[Records of labeled points]
====

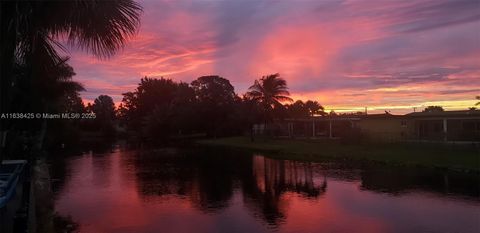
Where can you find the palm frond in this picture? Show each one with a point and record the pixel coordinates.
(101, 27)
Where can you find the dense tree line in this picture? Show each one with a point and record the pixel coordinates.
(160, 108)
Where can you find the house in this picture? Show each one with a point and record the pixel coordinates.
(447, 126)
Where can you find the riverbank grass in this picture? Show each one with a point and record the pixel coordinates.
(453, 157)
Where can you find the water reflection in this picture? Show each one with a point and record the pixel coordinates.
(231, 191)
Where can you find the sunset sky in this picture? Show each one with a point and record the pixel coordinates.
(384, 54)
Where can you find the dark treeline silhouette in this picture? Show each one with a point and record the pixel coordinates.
(162, 108)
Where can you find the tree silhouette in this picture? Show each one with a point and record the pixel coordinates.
(216, 98)
(30, 35)
(269, 91)
(314, 108)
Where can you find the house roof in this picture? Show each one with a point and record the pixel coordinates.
(462, 113)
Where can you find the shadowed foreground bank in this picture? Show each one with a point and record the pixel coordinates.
(452, 157)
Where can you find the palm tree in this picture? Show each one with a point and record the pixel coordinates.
(270, 91)
(31, 32)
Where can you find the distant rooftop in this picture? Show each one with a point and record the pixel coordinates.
(461, 113)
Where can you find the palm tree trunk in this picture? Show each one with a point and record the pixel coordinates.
(7, 54)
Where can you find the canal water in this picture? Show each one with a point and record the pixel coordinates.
(218, 190)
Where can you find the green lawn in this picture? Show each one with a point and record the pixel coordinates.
(432, 155)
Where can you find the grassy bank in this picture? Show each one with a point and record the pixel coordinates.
(432, 155)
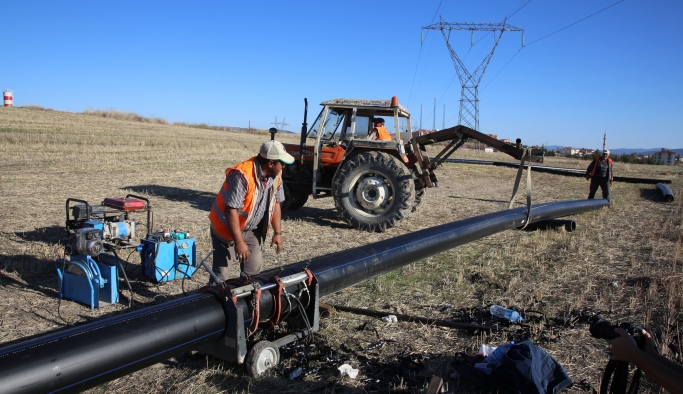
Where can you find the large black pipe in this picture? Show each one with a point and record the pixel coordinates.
(667, 195)
(86, 356)
(89, 355)
(349, 267)
(556, 170)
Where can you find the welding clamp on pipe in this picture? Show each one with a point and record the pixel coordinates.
(250, 305)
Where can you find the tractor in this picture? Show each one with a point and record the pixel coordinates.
(375, 184)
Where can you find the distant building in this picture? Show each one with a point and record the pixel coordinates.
(666, 157)
(421, 132)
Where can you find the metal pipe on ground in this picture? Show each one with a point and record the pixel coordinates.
(556, 170)
(667, 195)
(553, 224)
(82, 357)
(407, 318)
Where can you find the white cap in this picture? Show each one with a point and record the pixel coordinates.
(274, 150)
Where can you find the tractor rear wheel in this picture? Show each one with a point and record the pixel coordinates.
(374, 191)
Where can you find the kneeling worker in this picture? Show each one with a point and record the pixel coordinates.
(247, 203)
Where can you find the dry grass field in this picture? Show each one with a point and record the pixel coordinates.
(624, 261)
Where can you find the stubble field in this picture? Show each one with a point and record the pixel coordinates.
(623, 261)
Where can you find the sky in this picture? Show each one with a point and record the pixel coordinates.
(587, 67)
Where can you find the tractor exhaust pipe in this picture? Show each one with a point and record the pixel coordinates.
(83, 357)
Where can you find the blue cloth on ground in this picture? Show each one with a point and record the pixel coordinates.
(525, 368)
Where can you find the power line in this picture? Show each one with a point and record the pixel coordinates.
(581, 20)
(570, 25)
(420, 54)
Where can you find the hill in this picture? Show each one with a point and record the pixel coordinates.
(625, 261)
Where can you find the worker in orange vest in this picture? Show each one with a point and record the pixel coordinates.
(379, 132)
(599, 172)
(248, 202)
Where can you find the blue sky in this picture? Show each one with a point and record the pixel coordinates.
(234, 63)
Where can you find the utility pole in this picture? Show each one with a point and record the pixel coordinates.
(420, 116)
(469, 95)
(434, 123)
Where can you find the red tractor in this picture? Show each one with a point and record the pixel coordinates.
(375, 184)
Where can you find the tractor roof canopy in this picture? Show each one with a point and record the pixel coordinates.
(381, 107)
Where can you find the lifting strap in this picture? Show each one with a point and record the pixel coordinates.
(526, 153)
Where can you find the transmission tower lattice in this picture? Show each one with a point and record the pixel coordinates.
(468, 114)
(280, 125)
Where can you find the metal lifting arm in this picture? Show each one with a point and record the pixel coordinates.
(461, 133)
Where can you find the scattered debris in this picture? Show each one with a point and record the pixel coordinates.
(295, 374)
(390, 319)
(346, 369)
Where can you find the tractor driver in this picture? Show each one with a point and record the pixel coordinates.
(379, 132)
(247, 203)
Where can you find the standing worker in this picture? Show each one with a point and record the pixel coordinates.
(379, 132)
(247, 203)
(599, 172)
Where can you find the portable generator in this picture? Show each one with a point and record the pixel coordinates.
(89, 275)
(167, 256)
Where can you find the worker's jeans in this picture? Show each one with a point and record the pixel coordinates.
(603, 183)
(223, 255)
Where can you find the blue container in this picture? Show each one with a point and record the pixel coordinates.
(168, 259)
(90, 282)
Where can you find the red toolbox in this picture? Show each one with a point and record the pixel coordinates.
(124, 204)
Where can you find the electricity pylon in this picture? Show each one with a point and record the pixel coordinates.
(469, 96)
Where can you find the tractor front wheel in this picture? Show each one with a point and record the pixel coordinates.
(374, 191)
(295, 198)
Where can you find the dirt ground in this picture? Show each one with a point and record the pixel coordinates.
(623, 262)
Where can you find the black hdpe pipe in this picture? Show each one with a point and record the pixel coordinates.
(667, 195)
(79, 358)
(553, 224)
(91, 354)
(343, 269)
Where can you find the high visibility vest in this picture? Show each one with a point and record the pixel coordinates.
(219, 222)
(609, 167)
(382, 134)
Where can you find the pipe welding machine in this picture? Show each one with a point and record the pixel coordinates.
(90, 276)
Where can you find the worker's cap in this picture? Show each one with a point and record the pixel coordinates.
(274, 150)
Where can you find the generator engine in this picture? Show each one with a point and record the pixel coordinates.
(89, 275)
(85, 241)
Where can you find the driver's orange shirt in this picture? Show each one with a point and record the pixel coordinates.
(382, 134)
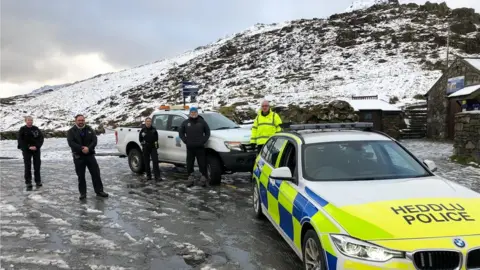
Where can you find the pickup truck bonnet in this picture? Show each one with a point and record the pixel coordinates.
(232, 135)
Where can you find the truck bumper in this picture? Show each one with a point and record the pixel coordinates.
(238, 161)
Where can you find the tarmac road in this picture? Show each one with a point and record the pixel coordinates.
(148, 225)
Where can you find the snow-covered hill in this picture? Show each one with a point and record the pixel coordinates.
(393, 50)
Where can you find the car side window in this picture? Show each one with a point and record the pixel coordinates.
(176, 122)
(160, 121)
(276, 150)
(266, 154)
(289, 157)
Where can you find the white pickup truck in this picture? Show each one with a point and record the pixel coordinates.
(228, 149)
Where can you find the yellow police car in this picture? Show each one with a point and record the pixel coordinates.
(346, 197)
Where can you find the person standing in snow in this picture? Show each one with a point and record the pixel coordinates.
(195, 132)
(82, 140)
(148, 137)
(266, 124)
(30, 140)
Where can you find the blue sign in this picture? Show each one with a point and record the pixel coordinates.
(189, 89)
(455, 84)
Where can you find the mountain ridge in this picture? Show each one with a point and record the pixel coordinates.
(394, 50)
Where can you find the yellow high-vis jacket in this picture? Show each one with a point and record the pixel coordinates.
(264, 127)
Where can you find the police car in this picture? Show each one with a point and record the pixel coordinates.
(344, 196)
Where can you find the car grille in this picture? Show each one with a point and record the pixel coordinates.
(437, 260)
(249, 147)
(473, 259)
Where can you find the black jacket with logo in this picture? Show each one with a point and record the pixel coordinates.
(194, 132)
(78, 137)
(148, 137)
(29, 136)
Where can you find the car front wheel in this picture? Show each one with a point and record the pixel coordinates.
(313, 258)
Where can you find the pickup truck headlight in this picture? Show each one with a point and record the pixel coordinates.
(234, 146)
(355, 248)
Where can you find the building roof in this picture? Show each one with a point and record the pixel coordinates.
(465, 91)
(372, 105)
(474, 62)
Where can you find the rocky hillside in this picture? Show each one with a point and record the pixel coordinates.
(388, 49)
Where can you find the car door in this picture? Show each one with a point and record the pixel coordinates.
(287, 192)
(160, 122)
(175, 148)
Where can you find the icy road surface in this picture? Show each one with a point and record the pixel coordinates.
(146, 225)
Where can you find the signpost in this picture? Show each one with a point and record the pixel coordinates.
(455, 84)
(189, 89)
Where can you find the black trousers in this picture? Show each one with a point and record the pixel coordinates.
(27, 161)
(81, 163)
(200, 154)
(151, 153)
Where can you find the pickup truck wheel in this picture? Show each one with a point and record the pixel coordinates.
(135, 161)
(214, 170)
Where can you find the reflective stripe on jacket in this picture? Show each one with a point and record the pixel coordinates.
(264, 127)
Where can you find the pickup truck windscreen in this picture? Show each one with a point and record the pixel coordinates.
(217, 121)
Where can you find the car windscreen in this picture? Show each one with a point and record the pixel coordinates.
(359, 160)
(217, 121)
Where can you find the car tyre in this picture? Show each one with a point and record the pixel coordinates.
(313, 253)
(135, 161)
(214, 170)
(257, 204)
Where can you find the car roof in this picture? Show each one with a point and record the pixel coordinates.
(178, 112)
(311, 137)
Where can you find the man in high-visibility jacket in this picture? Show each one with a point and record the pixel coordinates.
(266, 124)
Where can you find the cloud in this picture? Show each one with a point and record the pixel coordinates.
(42, 41)
(75, 68)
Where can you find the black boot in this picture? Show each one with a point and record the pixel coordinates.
(102, 194)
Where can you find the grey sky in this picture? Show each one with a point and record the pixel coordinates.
(129, 32)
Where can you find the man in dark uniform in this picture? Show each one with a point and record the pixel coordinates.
(30, 140)
(83, 140)
(148, 137)
(195, 132)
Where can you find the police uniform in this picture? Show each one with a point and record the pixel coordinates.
(28, 137)
(264, 126)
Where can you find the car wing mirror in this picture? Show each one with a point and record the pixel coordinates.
(430, 165)
(282, 174)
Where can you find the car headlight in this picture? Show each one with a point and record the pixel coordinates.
(355, 248)
(236, 146)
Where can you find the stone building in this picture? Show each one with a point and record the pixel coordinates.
(385, 117)
(441, 110)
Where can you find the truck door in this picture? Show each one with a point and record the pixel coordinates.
(176, 149)
(160, 122)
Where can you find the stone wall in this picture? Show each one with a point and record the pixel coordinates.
(392, 123)
(437, 101)
(467, 136)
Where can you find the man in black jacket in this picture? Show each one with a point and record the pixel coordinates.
(148, 137)
(195, 132)
(83, 140)
(30, 140)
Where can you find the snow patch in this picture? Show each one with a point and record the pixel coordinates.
(44, 260)
(162, 230)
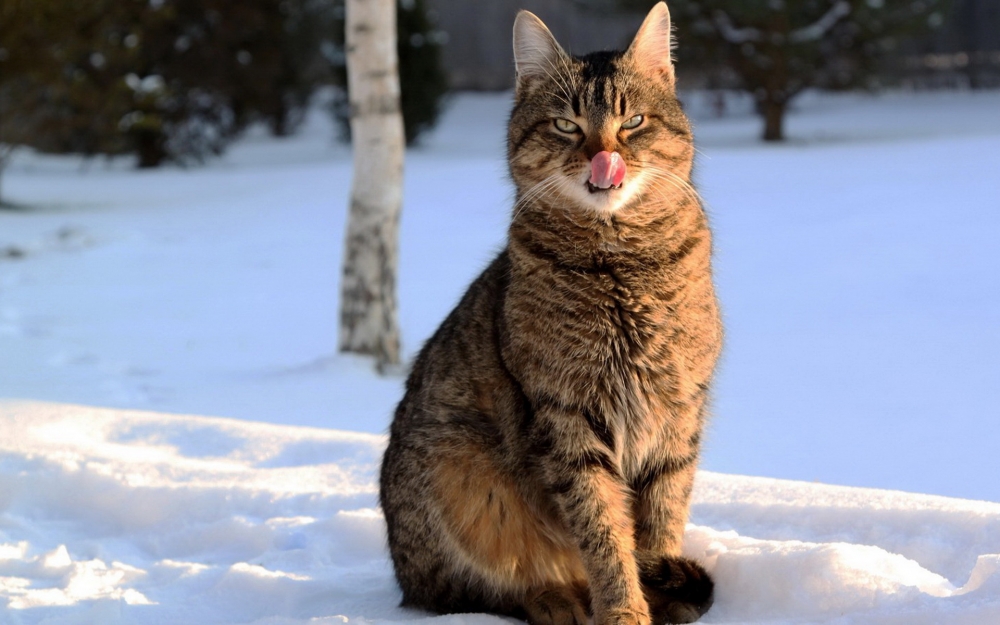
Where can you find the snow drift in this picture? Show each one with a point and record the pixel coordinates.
(113, 516)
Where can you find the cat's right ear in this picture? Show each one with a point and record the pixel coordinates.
(537, 54)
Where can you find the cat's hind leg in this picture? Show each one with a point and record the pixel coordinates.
(464, 538)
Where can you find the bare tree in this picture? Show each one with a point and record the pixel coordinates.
(368, 318)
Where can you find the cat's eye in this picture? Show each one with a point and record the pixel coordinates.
(634, 122)
(564, 125)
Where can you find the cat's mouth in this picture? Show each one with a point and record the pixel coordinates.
(596, 189)
(607, 171)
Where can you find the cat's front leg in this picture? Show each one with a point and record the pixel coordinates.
(585, 483)
(678, 590)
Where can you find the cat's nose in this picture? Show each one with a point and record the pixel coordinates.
(607, 169)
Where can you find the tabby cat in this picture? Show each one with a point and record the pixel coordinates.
(541, 461)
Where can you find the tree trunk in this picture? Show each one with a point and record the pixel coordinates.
(774, 120)
(368, 319)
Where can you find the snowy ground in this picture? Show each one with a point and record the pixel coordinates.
(133, 518)
(860, 280)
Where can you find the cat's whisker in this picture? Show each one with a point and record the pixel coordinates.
(658, 175)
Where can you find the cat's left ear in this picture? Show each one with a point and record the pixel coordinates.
(536, 52)
(653, 43)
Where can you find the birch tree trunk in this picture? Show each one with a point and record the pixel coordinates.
(368, 318)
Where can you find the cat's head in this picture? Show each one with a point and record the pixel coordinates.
(601, 133)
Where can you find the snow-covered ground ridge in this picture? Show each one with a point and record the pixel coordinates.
(132, 517)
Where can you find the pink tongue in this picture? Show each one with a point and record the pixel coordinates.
(607, 169)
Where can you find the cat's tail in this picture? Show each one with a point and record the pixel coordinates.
(678, 590)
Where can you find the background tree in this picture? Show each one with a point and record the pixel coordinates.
(161, 79)
(368, 323)
(775, 49)
(423, 81)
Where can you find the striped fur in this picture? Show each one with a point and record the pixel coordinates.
(541, 461)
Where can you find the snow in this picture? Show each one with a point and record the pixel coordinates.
(860, 281)
(114, 516)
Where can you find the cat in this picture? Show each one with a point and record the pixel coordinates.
(541, 461)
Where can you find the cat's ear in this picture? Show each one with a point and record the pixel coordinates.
(653, 43)
(537, 54)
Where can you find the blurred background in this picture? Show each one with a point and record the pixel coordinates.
(178, 80)
(174, 180)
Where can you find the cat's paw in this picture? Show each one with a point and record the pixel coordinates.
(556, 605)
(624, 617)
(678, 591)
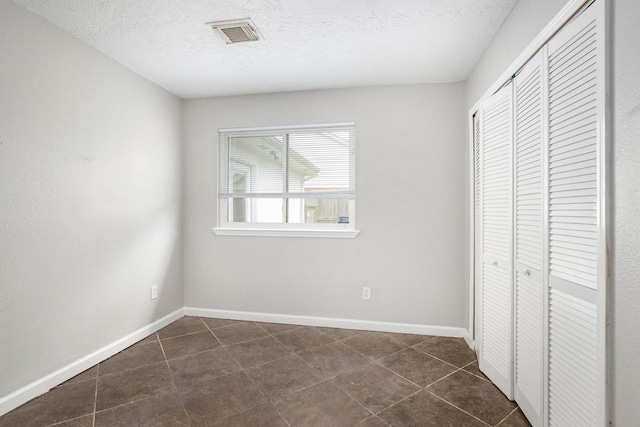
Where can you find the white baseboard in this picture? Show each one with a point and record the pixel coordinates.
(407, 328)
(43, 385)
(470, 341)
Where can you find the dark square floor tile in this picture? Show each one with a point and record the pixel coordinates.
(264, 415)
(276, 328)
(374, 345)
(162, 411)
(474, 369)
(133, 357)
(321, 405)
(304, 338)
(134, 384)
(183, 326)
(411, 339)
(375, 387)
(372, 422)
(417, 366)
(515, 419)
(283, 376)
(340, 334)
(239, 332)
(255, 352)
(478, 397)
(333, 359)
(423, 409)
(451, 350)
(86, 421)
(60, 404)
(189, 344)
(209, 402)
(205, 366)
(89, 374)
(214, 323)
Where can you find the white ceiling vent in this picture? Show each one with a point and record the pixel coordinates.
(238, 31)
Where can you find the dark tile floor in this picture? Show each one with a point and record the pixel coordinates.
(214, 372)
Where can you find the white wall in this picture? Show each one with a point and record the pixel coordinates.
(526, 20)
(626, 207)
(90, 200)
(410, 207)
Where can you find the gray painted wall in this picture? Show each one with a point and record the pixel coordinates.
(410, 207)
(526, 20)
(90, 199)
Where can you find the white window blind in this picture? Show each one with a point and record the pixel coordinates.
(300, 177)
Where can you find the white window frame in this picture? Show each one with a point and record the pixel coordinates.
(228, 228)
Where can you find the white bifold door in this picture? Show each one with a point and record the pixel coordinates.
(540, 159)
(496, 308)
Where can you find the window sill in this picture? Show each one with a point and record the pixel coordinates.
(331, 234)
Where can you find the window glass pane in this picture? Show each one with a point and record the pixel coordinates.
(319, 211)
(319, 161)
(261, 157)
(256, 210)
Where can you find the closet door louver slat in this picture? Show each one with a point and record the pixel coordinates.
(576, 324)
(529, 138)
(495, 346)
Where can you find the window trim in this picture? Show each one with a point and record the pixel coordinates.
(315, 230)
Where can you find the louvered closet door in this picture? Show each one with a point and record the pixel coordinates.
(495, 354)
(477, 225)
(529, 208)
(577, 247)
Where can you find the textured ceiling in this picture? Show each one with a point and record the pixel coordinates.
(308, 44)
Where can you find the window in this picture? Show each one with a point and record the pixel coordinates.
(296, 181)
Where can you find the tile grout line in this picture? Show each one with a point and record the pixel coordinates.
(477, 376)
(508, 415)
(173, 381)
(460, 409)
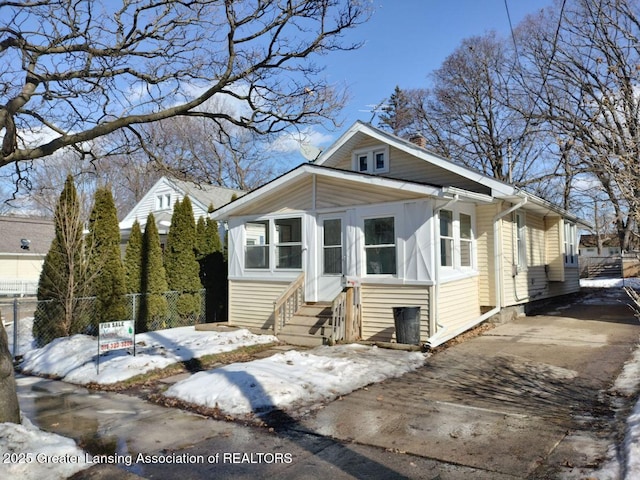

====

§ **EXERCISE AIM**:
Write out again every line of the entries from the line containing "Where can you find the window in" through the end of the entries, both ends included, and shift each pixel coordinate in the answers by adding 95 to it. Leave the pictures out of your reply.

§ **THE COMPLETED TASK**:
Where can you find the window in this picture? Show each one with a point and record the pixel coordinates.
(391, 276)
Where can you find the tile grout line in this picture? Show each one with a point and record the pixel coordinates.
(572, 471)
(603, 510)
(268, 476)
(555, 504)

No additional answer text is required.